- [WRITTEN PROBLEM]
Switch "shoreline" to "coastline" in the lines from the one containing "like [[30, 403]]." through the one containing "112], [457, 121]]", inclusive. Give only those lines again, with everything else unchanged.

Stored records:
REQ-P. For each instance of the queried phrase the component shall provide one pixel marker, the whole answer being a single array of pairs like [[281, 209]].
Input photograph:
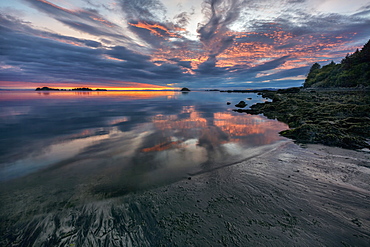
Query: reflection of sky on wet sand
[[127, 142]]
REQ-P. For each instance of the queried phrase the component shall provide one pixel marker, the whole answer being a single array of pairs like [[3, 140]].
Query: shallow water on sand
[[164, 169]]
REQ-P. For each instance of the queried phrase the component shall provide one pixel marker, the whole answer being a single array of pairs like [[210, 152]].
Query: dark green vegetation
[[334, 118], [353, 71]]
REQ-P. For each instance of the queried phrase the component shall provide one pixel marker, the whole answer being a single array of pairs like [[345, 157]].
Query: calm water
[[127, 140]]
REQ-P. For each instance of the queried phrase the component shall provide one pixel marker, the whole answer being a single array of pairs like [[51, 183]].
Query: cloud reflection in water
[[117, 143]]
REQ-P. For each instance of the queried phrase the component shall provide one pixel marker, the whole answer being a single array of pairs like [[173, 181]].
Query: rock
[[241, 104]]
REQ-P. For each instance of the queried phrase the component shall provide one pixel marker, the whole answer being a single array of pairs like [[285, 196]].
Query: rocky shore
[[331, 117]]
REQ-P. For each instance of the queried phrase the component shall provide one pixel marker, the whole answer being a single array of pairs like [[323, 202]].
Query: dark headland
[[73, 89], [332, 107]]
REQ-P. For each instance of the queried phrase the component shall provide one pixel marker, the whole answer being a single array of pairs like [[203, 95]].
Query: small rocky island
[[185, 89], [332, 107], [46, 89]]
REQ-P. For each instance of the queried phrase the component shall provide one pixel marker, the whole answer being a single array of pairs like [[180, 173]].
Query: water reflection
[[119, 142]]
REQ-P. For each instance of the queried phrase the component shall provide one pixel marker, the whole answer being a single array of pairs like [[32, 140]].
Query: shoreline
[[288, 196], [330, 117]]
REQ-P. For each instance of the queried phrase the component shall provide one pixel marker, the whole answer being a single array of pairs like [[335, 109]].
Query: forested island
[[73, 89], [332, 107]]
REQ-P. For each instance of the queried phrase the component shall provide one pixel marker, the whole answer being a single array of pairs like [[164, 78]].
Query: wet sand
[[288, 196]]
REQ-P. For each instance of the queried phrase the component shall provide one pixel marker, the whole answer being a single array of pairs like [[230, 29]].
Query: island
[[73, 89], [46, 89]]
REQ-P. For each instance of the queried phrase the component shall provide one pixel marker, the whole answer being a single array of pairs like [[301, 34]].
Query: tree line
[[352, 71]]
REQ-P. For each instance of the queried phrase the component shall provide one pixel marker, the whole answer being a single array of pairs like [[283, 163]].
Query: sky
[[166, 44]]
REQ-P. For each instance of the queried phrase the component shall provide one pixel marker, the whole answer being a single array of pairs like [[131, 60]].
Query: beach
[[288, 196]]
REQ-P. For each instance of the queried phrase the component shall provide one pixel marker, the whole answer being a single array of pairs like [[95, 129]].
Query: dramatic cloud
[[214, 43]]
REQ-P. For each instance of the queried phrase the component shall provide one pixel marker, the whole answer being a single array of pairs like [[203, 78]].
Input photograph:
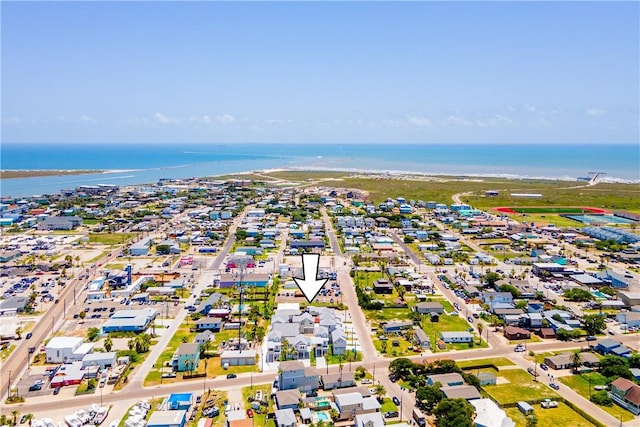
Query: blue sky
[[339, 72]]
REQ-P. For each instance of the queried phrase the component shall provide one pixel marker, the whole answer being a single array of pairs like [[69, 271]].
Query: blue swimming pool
[[608, 219], [322, 416], [599, 295]]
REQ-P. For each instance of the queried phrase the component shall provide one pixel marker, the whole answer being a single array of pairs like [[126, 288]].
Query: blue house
[[179, 401], [611, 346]]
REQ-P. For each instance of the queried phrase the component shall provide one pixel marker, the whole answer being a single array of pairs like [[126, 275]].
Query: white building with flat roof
[[61, 349]]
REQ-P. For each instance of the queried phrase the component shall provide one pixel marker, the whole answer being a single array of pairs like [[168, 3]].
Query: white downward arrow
[[310, 285]]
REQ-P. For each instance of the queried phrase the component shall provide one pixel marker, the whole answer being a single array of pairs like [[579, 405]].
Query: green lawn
[[520, 386], [154, 375], [111, 238], [557, 417], [497, 362], [580, 384], [259, 417], [388, 405]]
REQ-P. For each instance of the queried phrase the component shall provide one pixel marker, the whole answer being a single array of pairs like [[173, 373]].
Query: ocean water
[[146, 163]]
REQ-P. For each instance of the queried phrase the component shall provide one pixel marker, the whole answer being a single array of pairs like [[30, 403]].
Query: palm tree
[[380, 391], [576, 360]]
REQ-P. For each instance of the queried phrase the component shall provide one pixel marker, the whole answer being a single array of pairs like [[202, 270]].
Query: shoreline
[[412, 175], [34, 173], [375, 174]]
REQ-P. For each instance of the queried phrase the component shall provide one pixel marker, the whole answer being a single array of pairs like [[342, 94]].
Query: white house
[[450, 337], [61, 349]]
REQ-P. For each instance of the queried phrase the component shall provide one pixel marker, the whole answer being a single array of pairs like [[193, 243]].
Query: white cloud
[[419, 121], [225, 118], [166, 120], [500, 120], [14, 121], [594, 112], [457, 121]]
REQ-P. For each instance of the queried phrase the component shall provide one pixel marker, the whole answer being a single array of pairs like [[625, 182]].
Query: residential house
[[448, 380], [466, 392], [453, 337], [487, 378], [338, 342], [130, 320], [186, 358], [288, 399], [238, 357], [429, 308], [611, 346], [626, 394], [369, 420], [338, 380], [349, 405], [209, 324], [382, 286], [286, 418], [515, 333], [204, 337], [489, 414], [293, 374], [421, 338], [396, 326]]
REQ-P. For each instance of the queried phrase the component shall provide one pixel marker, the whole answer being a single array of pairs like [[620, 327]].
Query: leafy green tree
[[615, 366], [380, 391], [401, 367], [511, 289], [108, 344], [162, 249], [93, 334], [634, 361], [593, 323], [491, 278], [578, 295], [428, 397], [601, 398], [576, 360], [532, 420], [454, 413]]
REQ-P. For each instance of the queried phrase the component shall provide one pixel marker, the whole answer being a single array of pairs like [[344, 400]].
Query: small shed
[[525, 408]]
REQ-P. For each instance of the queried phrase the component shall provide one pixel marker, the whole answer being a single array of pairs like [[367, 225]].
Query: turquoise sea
[[146, 163]]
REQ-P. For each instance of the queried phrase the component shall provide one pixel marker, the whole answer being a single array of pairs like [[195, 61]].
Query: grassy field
[[498, 361], [580, 384], [554, 193], [110, 238], [388, 405], [558, 417], [259, 417], [154, 375], [520, 386]]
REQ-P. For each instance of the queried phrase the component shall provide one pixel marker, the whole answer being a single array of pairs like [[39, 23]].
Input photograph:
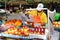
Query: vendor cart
[[31, 36]]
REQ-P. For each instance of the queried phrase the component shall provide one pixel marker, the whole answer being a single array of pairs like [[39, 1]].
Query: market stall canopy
[[19, 2]]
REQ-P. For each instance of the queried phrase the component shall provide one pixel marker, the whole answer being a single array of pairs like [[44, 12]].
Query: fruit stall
[[36, 29]]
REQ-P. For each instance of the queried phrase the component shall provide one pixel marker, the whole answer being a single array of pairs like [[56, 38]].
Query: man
[[25, 17]]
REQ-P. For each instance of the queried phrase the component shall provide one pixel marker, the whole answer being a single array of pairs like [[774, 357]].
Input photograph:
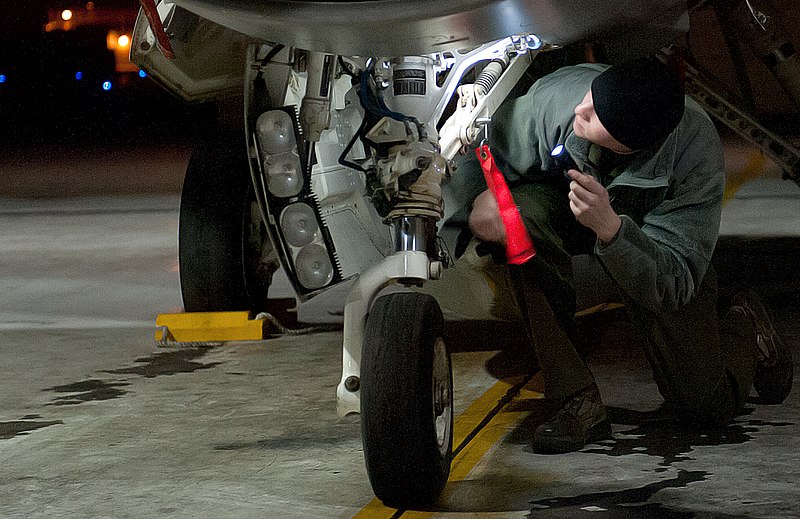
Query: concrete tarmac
[[96, 421]]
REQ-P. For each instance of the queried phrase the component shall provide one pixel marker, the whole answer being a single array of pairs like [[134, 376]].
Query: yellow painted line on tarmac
[[751, 171], [475, 432]]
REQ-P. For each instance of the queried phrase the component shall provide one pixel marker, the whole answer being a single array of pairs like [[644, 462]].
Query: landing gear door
[[209, 58]]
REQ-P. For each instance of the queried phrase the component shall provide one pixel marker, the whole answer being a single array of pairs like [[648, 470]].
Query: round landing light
[[313, 266], [299, 225], [284, 174], [276, 131]]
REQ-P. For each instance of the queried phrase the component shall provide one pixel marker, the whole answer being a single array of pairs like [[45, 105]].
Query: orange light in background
[[111, 40]]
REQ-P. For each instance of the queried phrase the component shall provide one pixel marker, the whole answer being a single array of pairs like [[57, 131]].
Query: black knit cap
[[639, 102]]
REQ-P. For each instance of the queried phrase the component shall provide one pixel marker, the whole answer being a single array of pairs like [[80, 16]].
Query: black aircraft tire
[[406, 415], [225, 257]]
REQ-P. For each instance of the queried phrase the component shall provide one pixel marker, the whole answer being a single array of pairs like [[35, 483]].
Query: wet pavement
[[96, 421]]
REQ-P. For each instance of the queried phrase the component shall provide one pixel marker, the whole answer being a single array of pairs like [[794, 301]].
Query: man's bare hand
[[590, 204]]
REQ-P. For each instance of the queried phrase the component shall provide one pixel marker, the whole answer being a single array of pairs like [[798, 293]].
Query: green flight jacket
[[669, 198]]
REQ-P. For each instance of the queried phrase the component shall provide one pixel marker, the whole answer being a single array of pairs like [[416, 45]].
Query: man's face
[[588, 126]]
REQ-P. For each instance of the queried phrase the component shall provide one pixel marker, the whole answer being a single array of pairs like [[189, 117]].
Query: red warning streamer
[[519, 247], [151, 12]]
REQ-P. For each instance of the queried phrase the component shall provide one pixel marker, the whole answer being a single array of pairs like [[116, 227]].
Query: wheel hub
[[442, 396]]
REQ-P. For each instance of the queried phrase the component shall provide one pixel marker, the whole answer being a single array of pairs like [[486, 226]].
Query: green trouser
[[703, 365]]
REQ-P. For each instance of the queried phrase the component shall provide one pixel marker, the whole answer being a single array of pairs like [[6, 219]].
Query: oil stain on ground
[[168, 363], [672, 441], [630, 503], [87, 391], [22, 427]]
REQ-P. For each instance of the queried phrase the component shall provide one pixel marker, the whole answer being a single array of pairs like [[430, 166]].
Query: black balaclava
[[639, 102]]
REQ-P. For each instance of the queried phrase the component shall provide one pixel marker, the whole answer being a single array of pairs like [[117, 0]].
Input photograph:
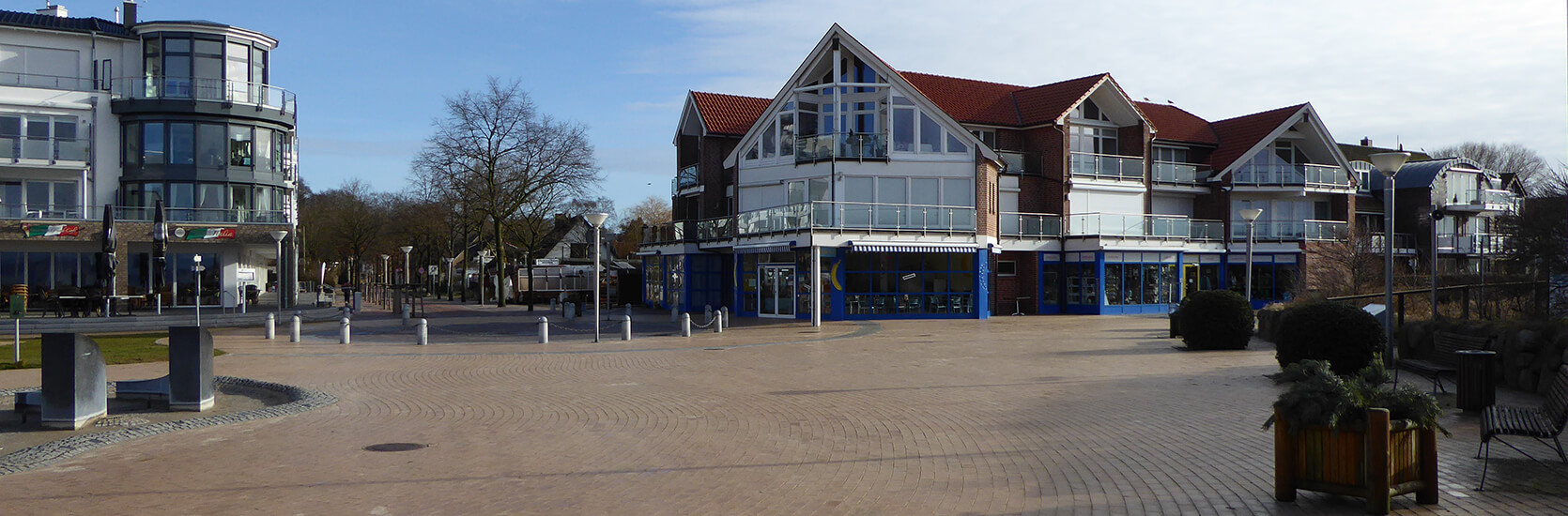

- [THE RESULT]
REQ-P. For each instance of the queried phrase the component shall provide one pixel marker, the whole answer being a single array of pairs like [[30, 403]].
Query: palm tree
[[380, 391], [576, 360]]
REQ-P. For each instance of the queried phrase the component shall provide one pixel marker, the whole answer being a single array of pairs like [[202, 270]].
Query: coastline
[[412, 175], [34, 173], [375, 174]]
REQ-P. For each instance of the queried phrase the component shall provide one pixel marker, the whole answer being a single array of pairs like [[342, 94]].
Query: white house
[[450, 337], [61, 349]]
REQ-P. For each instance of the queried phrase the component shall provide one pixel marker, the whole answer being a single array of pairs like [[193, 243]].
Query: white cloud
[[419, 121], [225, 118], [166, 120], [500, 120], [14, 121], [594, 112], [457, 121]]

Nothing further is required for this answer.